▶ **Quoted passage**:

━━━━━━━━

Portal venous drainage provided an alternate route in this patient. Consideration was given to using the technique described by Aguirrezabalaga et al. of anastomosis to the SMV; however, several factors precluded this approach. Firstly, since the donor kidney was a right kidney, the alignment of the two veins and IVC (donor) did not provide for a suitably long venous segment for direct anastomosis to the SMV. Secondly, by maintaining the two renal arteries on a common aortic patch, we were unable to use a donor arterial conduit as an extension graft as would be required when placing the kidney in the right orthotopic location.
In this patient, selection of the IMV for venous drainage enabled us to overcome these issues. First, we exposed the entire retroperitoneum by extensively mobilizing the root of the small bowel mesentery and right colon (Cattell-Braasch exposure). This facilitated exploration of the great vessels and retroperitonealization of the graft after implantation. Additionally, since the IMV is a small caliber vessel, which is relatively fixed in the colonic mesentery, short donor vessels require placement of the allograft near the IMV. Consequently we removed the donor IVC and based the entire venous drainage of the allograft on one of the renal veins. Moreover, due to this short distance and relative proximity to the IMV, the arterial anastomosis was constructed to the right common iliac artery. Finally, in contrast to our standard anastomotic technique, we elected to perform the arterial anastomosis before the venous so as not to cause excessive mobilization on the anastomosis to the thin-walled IMV.

━━━━━━━━

▶ **Data supplied**:

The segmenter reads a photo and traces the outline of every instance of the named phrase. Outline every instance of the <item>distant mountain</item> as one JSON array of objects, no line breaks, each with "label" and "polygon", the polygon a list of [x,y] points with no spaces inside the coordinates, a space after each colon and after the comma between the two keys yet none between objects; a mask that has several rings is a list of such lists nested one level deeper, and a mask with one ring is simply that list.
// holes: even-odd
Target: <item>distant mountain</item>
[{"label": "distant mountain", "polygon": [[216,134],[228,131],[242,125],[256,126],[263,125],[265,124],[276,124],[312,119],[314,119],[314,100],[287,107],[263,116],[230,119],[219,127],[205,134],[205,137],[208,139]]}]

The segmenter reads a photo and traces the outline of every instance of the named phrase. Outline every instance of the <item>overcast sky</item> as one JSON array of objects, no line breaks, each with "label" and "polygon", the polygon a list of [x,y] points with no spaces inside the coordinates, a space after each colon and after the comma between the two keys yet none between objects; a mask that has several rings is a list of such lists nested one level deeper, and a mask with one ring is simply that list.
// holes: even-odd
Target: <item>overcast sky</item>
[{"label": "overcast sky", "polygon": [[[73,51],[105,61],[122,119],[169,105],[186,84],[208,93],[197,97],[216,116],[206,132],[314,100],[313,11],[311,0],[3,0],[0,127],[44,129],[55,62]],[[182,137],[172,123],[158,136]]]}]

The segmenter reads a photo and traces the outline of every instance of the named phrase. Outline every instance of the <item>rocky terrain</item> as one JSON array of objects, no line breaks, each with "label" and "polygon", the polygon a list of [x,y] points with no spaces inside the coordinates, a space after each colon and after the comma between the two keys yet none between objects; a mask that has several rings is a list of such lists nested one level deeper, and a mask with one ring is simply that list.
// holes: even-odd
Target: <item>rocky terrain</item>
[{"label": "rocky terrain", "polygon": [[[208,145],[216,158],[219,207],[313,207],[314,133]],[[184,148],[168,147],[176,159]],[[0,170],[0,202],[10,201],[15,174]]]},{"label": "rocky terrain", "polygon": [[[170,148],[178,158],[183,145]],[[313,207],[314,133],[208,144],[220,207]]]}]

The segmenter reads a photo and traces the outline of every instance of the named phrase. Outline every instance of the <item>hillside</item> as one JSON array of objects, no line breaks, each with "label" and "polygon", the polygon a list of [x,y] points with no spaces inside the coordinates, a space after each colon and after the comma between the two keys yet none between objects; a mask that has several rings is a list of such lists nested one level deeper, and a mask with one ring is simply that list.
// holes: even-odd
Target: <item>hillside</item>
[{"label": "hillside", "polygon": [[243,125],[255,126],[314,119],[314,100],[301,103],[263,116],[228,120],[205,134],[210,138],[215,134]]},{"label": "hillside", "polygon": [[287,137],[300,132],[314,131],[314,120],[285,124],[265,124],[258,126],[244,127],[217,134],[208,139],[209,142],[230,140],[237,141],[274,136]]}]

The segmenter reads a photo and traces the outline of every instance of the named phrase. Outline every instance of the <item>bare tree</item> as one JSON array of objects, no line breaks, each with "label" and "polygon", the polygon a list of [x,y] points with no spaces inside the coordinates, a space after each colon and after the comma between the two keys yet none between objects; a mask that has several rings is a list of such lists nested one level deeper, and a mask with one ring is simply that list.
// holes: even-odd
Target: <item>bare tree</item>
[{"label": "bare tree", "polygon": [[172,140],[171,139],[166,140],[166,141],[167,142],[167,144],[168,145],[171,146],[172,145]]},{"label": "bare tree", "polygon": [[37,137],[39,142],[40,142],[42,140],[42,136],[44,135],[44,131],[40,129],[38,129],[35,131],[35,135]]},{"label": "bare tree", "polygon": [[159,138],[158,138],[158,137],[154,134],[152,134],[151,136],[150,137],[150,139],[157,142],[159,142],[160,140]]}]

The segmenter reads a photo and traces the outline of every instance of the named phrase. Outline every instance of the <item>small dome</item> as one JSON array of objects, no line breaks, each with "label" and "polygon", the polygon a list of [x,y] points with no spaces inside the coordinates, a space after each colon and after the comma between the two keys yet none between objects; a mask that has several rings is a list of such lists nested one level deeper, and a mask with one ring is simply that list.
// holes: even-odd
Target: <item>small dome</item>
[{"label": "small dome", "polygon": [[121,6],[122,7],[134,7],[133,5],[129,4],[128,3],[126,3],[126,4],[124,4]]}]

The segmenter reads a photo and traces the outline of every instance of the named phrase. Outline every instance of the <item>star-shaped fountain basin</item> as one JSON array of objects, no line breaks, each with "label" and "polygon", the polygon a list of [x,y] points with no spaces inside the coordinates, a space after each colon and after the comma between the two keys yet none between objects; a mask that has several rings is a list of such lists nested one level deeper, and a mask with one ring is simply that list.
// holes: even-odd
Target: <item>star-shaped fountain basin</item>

━━━━━━━━

▶ **Using the information**:
A: Repeat the kidney transplant passage from "Portal venous drainage" to "right orthotopic location.".
B: Rewrite the paragraph of the kidney transplant passage that begins "In this patient, selection of the IMV" as a short list that keeps its main facts.
The records were taken from a different source than the kidney transplant passage.

▶ **Exercise results**:
A:
Portal venous drainage provided an alternate route in this patient. Consideration was given to using the technique described by Aguirrezabalaga et al. of anastomosis to the SMV; however, several factors precluded this approach. Firstly, since the donor kidney was a right kidney, the alignment of the two veins and IVC (donor) did not provide for a suitably long venous segment for direct anastomosis to the SMV. Secondly, by maintaining the two renal arteries on a common aortic patch, we were unable to use a donor arterial conduit as an extension graft as would be required when placing the kidney in the right orthotopic location.

B:
- Choosing the IMV for venous drainage overcame the problems with the other approach.
- The root of the small bowel mesentery and the right colon were extensively mobilized to expose the entire retroperitoneum (Cattell-Braasch exposure). This eased exploration of the great vessels and retroperitonealization of the graft after implantation.
- The IMV is small and relatively fixed in the colonic mesentery, so short donor vessels require the allograft to sit near it.
- The donor IVC was therefore removed, and all venous drainage was based on one renal vein.
- Because of this short distance and the graft's closeness to the IMV, the arterial anastomosis was made to the right common iliac artery.
- Unlike their standard technique, the team performed the arterial anastomosis before the venous one to avoid excessive mobilization on the thin-walled IMV anastomosis.